Reproduce every one of the records below verbatim, line by line, with no alterations.

════════════════

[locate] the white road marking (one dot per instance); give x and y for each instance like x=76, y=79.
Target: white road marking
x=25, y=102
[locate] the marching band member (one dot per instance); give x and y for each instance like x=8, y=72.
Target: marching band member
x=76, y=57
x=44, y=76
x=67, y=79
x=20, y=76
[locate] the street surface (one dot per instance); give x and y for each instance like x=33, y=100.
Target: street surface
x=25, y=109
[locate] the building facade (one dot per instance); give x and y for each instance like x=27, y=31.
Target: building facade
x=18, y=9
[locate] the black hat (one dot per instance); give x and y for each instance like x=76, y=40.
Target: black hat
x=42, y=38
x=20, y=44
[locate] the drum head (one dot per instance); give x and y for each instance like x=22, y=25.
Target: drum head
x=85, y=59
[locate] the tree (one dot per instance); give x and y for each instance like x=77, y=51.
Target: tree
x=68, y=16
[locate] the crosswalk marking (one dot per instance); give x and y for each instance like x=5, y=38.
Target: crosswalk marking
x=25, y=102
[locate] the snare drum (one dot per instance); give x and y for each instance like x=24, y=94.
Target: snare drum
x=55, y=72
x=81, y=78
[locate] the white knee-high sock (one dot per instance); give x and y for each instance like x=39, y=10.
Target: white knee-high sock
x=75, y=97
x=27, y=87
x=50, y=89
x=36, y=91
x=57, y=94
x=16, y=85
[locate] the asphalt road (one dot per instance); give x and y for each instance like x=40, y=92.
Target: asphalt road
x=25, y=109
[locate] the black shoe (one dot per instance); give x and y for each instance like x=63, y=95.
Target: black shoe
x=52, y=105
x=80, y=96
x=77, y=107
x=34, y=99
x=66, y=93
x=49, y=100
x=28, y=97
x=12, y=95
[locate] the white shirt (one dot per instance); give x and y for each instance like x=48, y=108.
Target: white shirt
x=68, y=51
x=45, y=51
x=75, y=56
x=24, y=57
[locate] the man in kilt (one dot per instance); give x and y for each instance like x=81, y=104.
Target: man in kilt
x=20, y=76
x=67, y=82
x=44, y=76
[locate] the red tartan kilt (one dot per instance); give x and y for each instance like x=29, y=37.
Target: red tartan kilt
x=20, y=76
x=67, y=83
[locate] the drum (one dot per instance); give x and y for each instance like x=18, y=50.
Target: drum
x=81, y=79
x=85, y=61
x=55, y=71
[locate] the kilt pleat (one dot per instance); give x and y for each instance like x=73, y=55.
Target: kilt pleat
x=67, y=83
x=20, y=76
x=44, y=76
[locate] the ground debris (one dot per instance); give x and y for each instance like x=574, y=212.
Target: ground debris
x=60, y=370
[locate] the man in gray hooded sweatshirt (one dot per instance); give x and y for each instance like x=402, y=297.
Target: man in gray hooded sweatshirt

════════════════

Written response →
[locate] the white road marking (one dot per instance); give x and y for each instance like x=76, y=79.
Target: white road marking
x=25, y=102
[locate] the marching band member (one dot per instance); give x and y for each instance like x=8, y=72.
Target: marching band member
x=76, y=57
x=44, y=76
x=67, y=79
x=20, y=76
[locate] the street surface (one dot per instance); give x and y for each instance like x=33, y=100.
Target: street surface
x=25, y=109
[locate] the building facade (one dot per instance); give x and y for each instance like x=27, y=31.
Target: building facade
x=18, y=9
[locate] the black hat (one dot per instance); give x and y for each instance like x=76, y=40.
Target: black hat
x=42, y=38
x=20, y=44
[locate] the drum head (one dot per instance); give x and y for each instance like x=22, y=25.
Target: drum head
x=85, y=59
[locate] the tree (one dot per instance); give x and y for each instance like x=77, y=51.
Target: tree
x=68, y=16
[locate] the crosswalk marking (one dot per instance); give x and y for each instance like x=5, y=38.
Target: crosswalk marking
x=25, y=102
[locate] the snare drum (one dot per instance); give x and y for each instance like x=24, y=94.
Target: snare drum
x=55, y=72
x=81, y=78
[locate] the white knee-high sock (one dot per instance); give x and y for each instance like x=39, y=10.
Target: white knee-high sock
x=75, y=97
x=27, y=87
x=50, y=89
x=36, y=91
x=57, y=94
x=16, y=85
[locate] the asphalt road (one dot per instance); give x and y for each instance like x=40, y=92.
Target: asphalt road
x=25, y=109
[locate] the black shoe (one dot per instance); give x and y for each instance like x=63, y=95.
Target: black shoe
x=52, y=105
x=80, y=96
x=77, y=107
x=34, y=99
x=66, y=93
x=49, y=100
x=28, y=97
x=12, y=95
[locate] the white shirt (one dot per instance); give x and y for each instance like x=48, y=108.
Target: white shirt
x=68, y=51
x=45, y=51
x=75, y=56
x=24, y=57
[locate] the man in kilt (one dot per instance); give x and y for each instance like x=81, y=104.
Target: man in kilt
x=20, y=76
x=67, y=82
x=44, y=76
[locate] the red tartan kilt (one dot per instance); give x and y for each instance like x=29, y=37.
Target: red tartan kilt
x=20, y=76
x=67, y=83
[locate] the drum (one dot per instance); give x and y for each instance like x=18, y=50.
Target: drum
x=81, y=79
x=85, y=61
x=55, y=71
[locate] the kilt pleat (one dot per instance); give x and y for each instance like x=73, y=55.
Target: kilt pleat
x=67, y=83
x=20, y=76
x=44, y=76
[locate] the ground debris (one dot per instance); give x and y for each instance like x=574, y=212.
Target: ground debris
x=60, y=370
[locate] the man in gray hooded sweatshirt (one dot per instance); give x and y for each instance like x=402, y=297.
Target: man in gray hooded sweatshirt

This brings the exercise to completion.